SOURCE EXTRACT
--- START ---

The secret of good writing, according to Richard Harding Davis, is to say an old thing in a new way or a new thing in an old way. For us blog content writers, “saying old things in a new way” means that each time we’re preparing to compose content for a blog, rather than asking ourselves whether we’ve already covered that material and how long ago, we ought to plan content around key themes. That way, we can be using the same theme while filling in new details and illustrations. This precise thing is a concern, I’ve found over the year, of many business owners and professional practitioners. Even if they understand the marketing value of the blog, their concern is that, sooner or later, they (or their writer) will run out of things to say. I need to explain that it’s more than OK to repeat themes already covered in former posts. The trick is adding a layer of new information or a new insight each time.

When saying new things in an old way, conversely, introducing new information or suggesting a new attitude towards an issue, behavioral science tells us to create a perspective of “frame”, presenting new data in a way that relates to the familiar. Perhaps some information you’d put in a blog post months or even years ago isn’t true any longer (or at least isn’t the best information now available in your industry or profession). Maybe the rules have changed, or perhaps there’s now a solution that didn’t even exist at the time the original content was written.

--- END ---

RAW DATA
--- START ---

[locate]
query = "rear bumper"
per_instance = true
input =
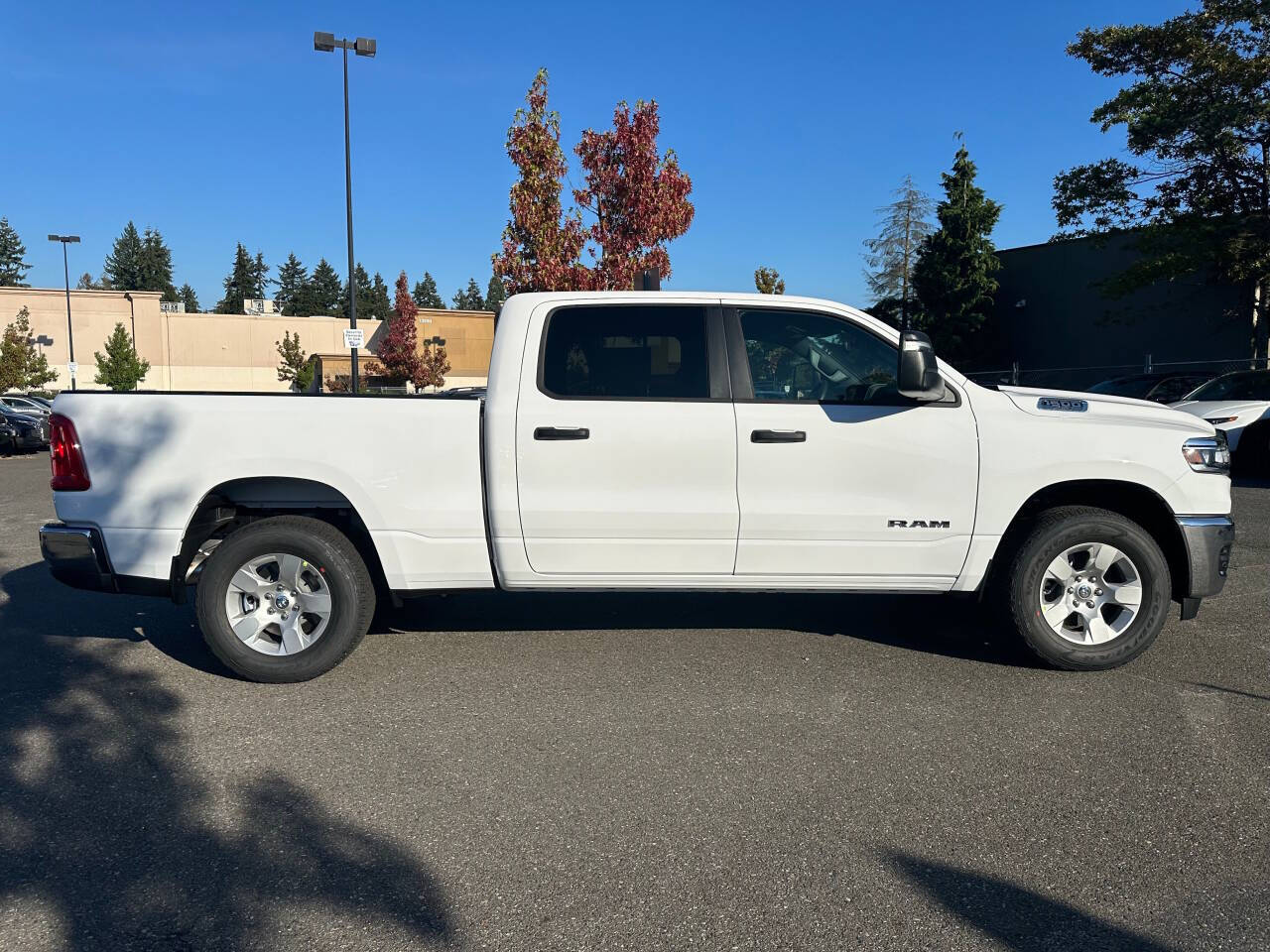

--- END ---

WORK TO DO
a: Reproduce the blog-writing passage from "When saying new" up to and including "content was written.".
b: Answer these questions from the blog-writing passage:
(i) What does Richard Harding Davis say is the secret of good writing?
(ii) What worry do many business owners and professional practitioners have about their blogs?
(iii) When new information is introduced, what does behavioral science say to create?
c: Write the next part of the blog-writing passage, starting after its last sentence.

THE REPLIES
a:
When saying new things in an old way, conversely, introducing new information or suggesting a new attitude towards an issue, behavioral science tells us to create a perspective of “frame”, presenting new data in a way that relates to the familiar. Perhaps some information you’d put in a blog post months or even years ago isn’t true any longer (or at least isn’t the best information now available in your industry or profession). Maybe the rules have changed, or perhaps there’s now a solution that didn’t even exist at the time the original content was written.

b:
(i) To say an old thing in a new way or a new thing in an old way.
(ii) That sooner or later they (or their writer) will run out of things to say.
(iii) A perspective of "frame," presenting new data in a way that relates to the familiar.

c:
“Links – you need ‘em,” writes Amy Lupold Bair in Blogging for Dummies. On a blog, the author explains, links are part of the resource you are providing for readers.  Collecting links around a topic or theme helps to inform or entertain your blog’s readers. If you’re not only providing good content yourself, but also expanding on that content by using links, she adds, “you’re doing your readers a service they won’t forget.”

Thing is, as long as I keep learning, I stay excited and readers can sense that in my blog. Being – and staying – a lifelomg learner means “reading around” – reading other people’s blogs and articles, plus “listening around” paying attention to everything from broadcasts to casual conversations,

The more we keep learning, the better we blog, and the more we blog, the more we learn.